# [TASK TO COMPLETE]
Beginning with the line that contains "of the dark", reproduce the remaining lines of the material exactly, up to and including the last one, but no pictures.
>> begin AVAILABLE DATA
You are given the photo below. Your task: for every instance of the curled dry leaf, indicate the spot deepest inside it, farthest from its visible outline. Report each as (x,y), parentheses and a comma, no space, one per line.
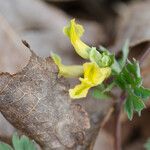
(36,101)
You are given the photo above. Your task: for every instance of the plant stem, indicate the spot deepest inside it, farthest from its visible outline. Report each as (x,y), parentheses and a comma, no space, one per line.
(118,106)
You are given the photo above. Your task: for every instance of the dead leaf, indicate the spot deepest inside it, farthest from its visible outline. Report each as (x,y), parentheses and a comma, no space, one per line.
(36,101)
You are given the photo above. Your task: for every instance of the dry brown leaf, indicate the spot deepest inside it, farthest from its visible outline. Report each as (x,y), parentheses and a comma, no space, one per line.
(36,101)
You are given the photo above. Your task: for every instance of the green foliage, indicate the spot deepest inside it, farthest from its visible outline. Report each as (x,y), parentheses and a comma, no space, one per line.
(126,75)
(102,57)
(147,145)
(19,143)
(129,80)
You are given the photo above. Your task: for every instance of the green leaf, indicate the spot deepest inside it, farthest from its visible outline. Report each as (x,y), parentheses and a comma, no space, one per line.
(125,52)
(97,94)
(142,92)
(138,105)
(19,143)
(133,103)
(147,145)
(115,67)
(109,87)
(22,143)
(4,146)
(128,107)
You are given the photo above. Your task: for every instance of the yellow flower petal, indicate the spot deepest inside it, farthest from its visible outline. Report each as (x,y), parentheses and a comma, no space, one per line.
(74,32)
(67,71)
(79,91)
(93,76)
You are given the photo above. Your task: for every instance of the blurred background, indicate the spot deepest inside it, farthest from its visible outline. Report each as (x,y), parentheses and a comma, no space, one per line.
(106,22)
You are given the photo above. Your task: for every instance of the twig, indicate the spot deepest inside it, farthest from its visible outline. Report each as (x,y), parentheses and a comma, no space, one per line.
(118,106)
(143,57)
(106,118)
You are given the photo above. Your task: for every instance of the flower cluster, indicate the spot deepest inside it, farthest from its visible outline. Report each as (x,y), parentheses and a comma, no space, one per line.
(94,72)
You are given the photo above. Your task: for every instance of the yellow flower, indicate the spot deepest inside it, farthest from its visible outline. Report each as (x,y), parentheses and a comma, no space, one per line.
(93,76)
(67,71)
(74,32)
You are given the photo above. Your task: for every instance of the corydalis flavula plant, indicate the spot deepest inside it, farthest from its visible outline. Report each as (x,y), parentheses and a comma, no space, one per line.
(100,66)
(19,143)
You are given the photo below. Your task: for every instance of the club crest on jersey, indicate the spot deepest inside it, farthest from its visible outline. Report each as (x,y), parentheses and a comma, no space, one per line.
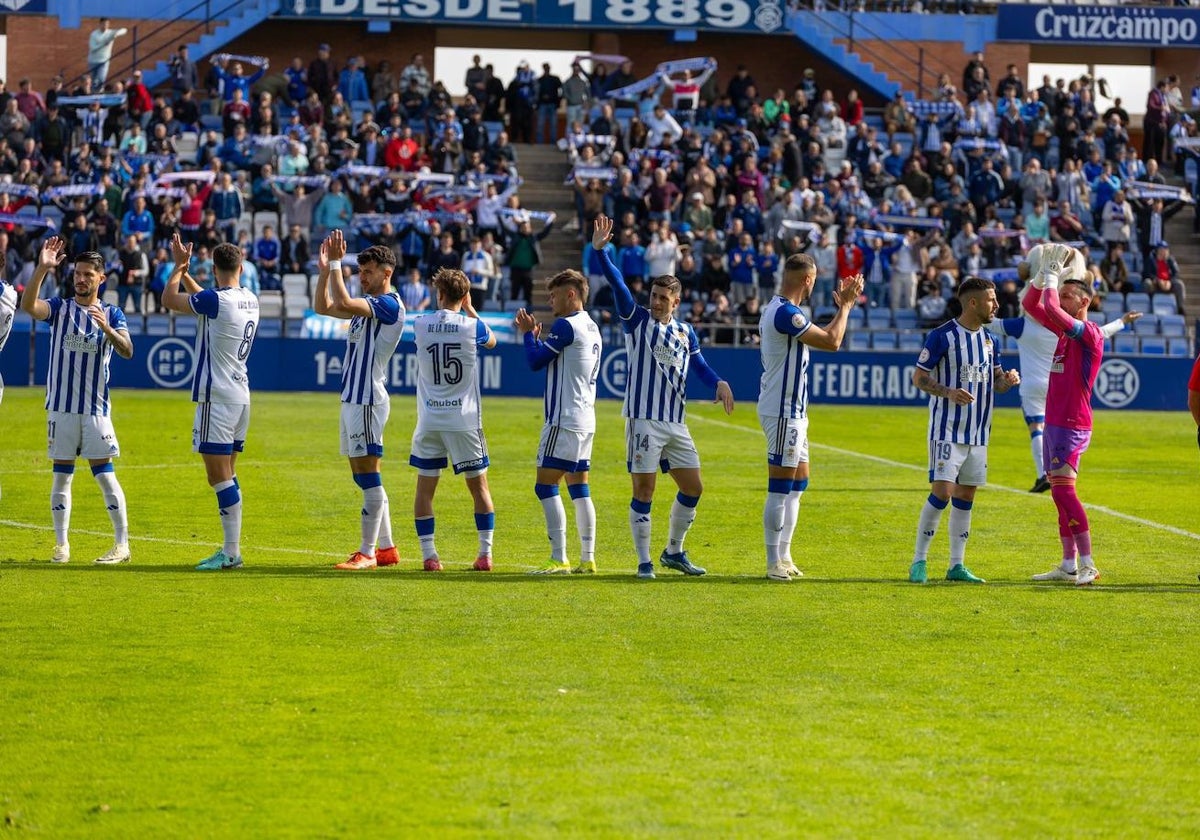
(666,357)
(85,342)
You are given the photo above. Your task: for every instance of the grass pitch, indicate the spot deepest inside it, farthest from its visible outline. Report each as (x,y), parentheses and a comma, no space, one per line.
(288,699)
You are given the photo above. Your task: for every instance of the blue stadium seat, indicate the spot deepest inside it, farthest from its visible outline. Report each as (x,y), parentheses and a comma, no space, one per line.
(905,319)
(1179,347)
(885,340)
(1155,346)
(157,325)
(1138,300)
(1126,345)
(1173,325)
(1146,325)
(1163,305)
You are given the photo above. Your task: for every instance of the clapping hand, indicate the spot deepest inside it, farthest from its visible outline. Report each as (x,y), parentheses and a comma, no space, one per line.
(54,251)
(526,323)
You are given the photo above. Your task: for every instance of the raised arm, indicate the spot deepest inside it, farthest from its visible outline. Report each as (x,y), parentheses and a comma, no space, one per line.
(52,255)
(621,293)
(331,285)
(540,353)
(831,337)
(1048,264)
(1119,324)
(173,297)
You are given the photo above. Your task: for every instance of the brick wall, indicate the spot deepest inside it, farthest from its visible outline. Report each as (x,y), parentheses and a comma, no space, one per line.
(39,48)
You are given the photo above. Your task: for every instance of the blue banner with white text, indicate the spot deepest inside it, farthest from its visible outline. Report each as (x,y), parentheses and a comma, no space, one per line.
(1152,383)
(744,16)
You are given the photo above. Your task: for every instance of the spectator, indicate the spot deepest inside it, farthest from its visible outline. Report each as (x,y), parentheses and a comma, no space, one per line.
(321,75)
(549,96)
(227,204)
(1161,275)
(415,76)
(294,251)
(480,268)
(334,210)
(268,256)
(135,274)
(1115,271)
(525,255)
(138,223)
(1116,216)
(352,84)
(1152,216)
(100,51)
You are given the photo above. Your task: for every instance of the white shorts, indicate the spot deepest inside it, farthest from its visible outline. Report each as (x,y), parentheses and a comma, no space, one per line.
(81,436)
(1033,401)
(564,449)
(654,444)
(958,462)
(220,427)
(787,441)
(361,429)
(465,449)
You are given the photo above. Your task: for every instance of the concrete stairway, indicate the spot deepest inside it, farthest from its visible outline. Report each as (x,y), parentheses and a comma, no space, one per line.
(543,169)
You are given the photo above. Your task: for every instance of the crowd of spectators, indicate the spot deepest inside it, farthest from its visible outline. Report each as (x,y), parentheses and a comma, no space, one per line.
(714,183)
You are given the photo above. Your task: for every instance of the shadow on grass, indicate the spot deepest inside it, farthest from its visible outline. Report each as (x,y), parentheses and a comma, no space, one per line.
(466,576)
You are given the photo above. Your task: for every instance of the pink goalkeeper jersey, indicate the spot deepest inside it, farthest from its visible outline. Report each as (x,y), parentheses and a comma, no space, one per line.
(1077,361)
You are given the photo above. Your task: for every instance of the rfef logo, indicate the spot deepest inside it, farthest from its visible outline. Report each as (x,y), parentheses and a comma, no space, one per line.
(171,361)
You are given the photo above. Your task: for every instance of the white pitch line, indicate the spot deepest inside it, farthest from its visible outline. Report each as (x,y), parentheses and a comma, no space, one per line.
(28,526)
(1097,508)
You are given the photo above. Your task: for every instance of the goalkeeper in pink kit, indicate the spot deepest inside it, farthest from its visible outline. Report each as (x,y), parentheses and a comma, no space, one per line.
(1057,298)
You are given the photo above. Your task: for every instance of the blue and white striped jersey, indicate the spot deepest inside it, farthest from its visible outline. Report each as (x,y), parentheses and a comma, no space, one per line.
(7,313)
(448,371)
(77,382)
(784,388)
(658,359)
(960,358)
(369,348)
(570,395)
(227,328)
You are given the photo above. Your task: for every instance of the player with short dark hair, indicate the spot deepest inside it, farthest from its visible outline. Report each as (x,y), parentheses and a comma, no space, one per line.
(449,412)
(784,399)
(660,349)
(959,369)
(84,333)
(570,355)
(228,322)
(1057,298)
(377,321)
(7,311)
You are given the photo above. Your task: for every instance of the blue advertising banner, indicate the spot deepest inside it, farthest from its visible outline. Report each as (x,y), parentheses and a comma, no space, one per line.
(1109,25)
(745,16)
(843,378)
(23,6)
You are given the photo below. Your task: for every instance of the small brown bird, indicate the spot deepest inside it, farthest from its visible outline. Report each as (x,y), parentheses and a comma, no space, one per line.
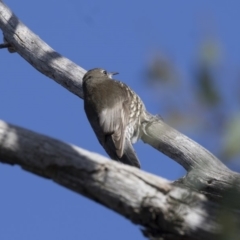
(115,113)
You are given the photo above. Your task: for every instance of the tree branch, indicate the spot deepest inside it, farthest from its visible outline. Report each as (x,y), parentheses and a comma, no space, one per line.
(162,209)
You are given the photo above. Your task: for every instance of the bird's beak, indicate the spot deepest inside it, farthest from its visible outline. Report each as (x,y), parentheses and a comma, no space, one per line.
(112,73)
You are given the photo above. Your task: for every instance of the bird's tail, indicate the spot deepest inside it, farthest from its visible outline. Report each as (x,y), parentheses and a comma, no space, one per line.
(129,155)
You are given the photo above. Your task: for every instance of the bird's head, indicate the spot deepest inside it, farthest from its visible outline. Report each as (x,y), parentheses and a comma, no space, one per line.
(98,73)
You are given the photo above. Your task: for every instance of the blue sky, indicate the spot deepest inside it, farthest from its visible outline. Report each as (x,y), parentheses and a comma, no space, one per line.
(116,35)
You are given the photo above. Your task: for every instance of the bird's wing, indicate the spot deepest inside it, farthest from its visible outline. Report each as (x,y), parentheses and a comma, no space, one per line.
(113,121)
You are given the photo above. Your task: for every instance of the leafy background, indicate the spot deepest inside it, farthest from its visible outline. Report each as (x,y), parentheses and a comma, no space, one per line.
(181,57)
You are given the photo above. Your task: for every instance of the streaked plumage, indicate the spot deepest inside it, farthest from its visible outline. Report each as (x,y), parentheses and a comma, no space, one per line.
(115,113)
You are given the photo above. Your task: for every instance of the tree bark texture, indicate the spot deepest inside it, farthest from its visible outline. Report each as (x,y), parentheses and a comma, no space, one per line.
(185,209)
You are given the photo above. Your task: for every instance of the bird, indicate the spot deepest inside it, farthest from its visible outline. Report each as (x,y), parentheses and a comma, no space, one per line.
(115,113)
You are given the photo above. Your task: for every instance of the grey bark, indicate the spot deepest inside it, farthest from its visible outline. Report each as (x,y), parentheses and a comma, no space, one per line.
(163,209)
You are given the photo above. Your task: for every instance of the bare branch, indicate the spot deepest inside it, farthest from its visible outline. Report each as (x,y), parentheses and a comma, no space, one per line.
(40,55)
(205,172)
(162,209)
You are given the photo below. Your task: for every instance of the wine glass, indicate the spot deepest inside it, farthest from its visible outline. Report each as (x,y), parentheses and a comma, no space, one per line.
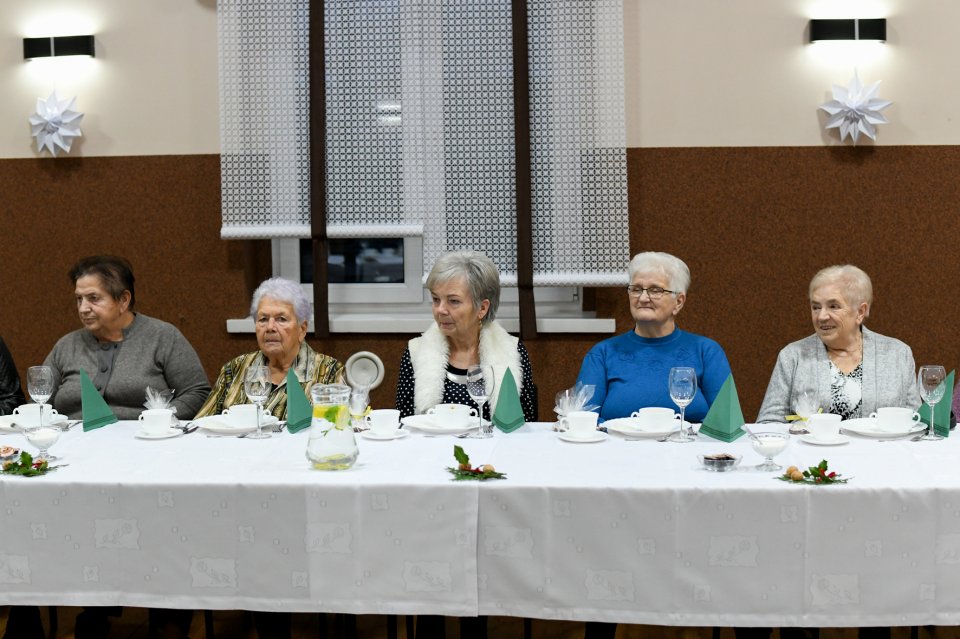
(930,381)
(40,386)
(480,383)
(43,437)
(256,384)
(683,388)
(358,403)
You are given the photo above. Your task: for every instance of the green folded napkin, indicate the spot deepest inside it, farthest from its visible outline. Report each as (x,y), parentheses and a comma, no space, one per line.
(941,410)
(724,419)
(96,413)
(508,416)
(299,411)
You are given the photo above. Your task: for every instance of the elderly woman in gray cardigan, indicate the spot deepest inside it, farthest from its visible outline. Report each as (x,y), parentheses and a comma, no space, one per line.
(852,370)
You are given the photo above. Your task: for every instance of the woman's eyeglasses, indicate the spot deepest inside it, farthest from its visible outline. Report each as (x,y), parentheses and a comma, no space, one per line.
(653,292)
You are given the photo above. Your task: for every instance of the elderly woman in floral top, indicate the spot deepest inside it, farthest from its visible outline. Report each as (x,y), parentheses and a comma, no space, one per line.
(852,370)
(280,311)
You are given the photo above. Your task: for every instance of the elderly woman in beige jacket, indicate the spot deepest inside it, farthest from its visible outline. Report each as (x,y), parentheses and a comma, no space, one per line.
(852,370)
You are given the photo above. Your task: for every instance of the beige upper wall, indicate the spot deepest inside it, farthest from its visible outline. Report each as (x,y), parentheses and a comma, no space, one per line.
(151,90)
(698,72)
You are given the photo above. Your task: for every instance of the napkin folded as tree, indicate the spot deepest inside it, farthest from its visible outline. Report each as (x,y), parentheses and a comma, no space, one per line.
(941,410)
(96,412)
(725,417)
(508,415)
(299,411)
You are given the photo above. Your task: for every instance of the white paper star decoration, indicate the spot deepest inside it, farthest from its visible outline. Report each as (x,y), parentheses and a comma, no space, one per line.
(855,110)
(55,123)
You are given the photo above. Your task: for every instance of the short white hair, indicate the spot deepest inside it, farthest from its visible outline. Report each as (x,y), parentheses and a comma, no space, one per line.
(478,272)
(673,268)
(852,281)
(282,290)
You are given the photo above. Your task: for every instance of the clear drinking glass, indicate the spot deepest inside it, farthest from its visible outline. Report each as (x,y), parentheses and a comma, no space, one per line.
(332,444)
(480,383)
(769,445)
(256,384)
(40,386)
(805,403)
(683,388)
(931,383)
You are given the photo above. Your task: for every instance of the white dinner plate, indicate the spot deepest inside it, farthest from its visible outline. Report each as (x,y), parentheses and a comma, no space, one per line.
(167,434)
(428,424)
(836,441)
(589,439)
(7,421)
(227,425)
(631,427)
(369,434)
(866,427)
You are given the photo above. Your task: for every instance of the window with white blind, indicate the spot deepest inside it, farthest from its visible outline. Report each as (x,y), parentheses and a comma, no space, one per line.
(420,137)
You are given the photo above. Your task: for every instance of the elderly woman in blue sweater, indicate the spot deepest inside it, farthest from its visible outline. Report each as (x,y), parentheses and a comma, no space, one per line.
(630,371)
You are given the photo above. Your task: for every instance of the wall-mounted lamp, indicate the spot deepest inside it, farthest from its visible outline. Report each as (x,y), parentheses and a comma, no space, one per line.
(57,46)
(849,29)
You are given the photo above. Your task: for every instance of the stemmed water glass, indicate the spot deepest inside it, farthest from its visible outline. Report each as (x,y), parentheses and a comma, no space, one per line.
(683,388)
(40,385)
(480,383)
(931,383)
(256,384)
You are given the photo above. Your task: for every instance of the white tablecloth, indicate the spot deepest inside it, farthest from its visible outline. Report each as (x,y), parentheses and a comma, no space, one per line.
(617,531)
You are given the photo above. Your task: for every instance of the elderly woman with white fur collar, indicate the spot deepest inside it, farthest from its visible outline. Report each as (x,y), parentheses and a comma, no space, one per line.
(465,287)
(853,370)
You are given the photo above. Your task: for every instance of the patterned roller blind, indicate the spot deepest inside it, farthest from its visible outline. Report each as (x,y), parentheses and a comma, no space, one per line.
(420,128)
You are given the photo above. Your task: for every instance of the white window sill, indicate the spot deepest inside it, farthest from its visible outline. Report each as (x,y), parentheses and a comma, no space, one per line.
(377,323)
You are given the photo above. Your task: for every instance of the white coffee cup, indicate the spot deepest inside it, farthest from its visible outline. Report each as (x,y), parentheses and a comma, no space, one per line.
(824,427)
(453,415)
(383,421)
(895,419)
(242,415)
(579,423)
(155,421)
(30,413)
(655,418)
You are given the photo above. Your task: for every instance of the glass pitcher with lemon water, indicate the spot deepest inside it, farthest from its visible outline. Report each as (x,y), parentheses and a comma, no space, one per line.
(332,445)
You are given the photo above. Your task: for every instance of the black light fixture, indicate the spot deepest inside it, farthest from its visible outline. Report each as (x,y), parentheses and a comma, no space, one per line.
(57,46)
(849,29)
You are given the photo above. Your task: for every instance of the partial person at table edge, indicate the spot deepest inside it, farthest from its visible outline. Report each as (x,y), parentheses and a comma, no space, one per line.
(630,371)
(853,370)
(465,289)
(280,311)
(122,350)
(11,393)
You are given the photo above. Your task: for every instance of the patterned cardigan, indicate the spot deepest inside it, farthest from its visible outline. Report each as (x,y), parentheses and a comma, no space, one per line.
(310,368)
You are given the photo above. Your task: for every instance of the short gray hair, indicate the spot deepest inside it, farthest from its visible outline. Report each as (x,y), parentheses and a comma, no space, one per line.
(676,272)
(851,280)
(282,290)
(479,272)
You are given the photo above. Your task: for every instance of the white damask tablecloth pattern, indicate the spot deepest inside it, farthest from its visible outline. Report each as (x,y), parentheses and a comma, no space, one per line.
(617,531)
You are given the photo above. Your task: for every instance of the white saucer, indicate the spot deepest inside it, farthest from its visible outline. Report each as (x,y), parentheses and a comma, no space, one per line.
(592,439)
(836,441)
(428,424)
(170,432)
(866,427)
(369,434)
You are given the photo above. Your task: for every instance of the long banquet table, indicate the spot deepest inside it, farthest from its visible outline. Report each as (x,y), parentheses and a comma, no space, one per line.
(628,531)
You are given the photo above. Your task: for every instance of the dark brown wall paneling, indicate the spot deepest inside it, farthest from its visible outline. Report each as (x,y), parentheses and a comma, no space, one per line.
(754,224)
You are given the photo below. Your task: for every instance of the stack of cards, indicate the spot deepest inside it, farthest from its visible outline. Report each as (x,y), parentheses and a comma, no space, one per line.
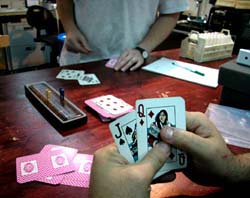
(79,75)
(109,107)
(138,131)
(55,165)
>> end AVAILABLE DATA
# [COMPLETE ANSWER]
You are given the photo above. Your task: for every instance of the dark brown wall paneling, indicate the spot deepest inside it, farthest from its visible outline. Report each as (x,y), parentheses and a comma, no space, one per line.
(754,224)
You are given the photo below. Your task: for every instance of the stack of cards, indicate the spot deepest inside it, farthest from its visible outline. Report each as (x,y), parentheses and a comma, no space, one per line.
(79,75)
(109,107)
(138,131)
(55,165)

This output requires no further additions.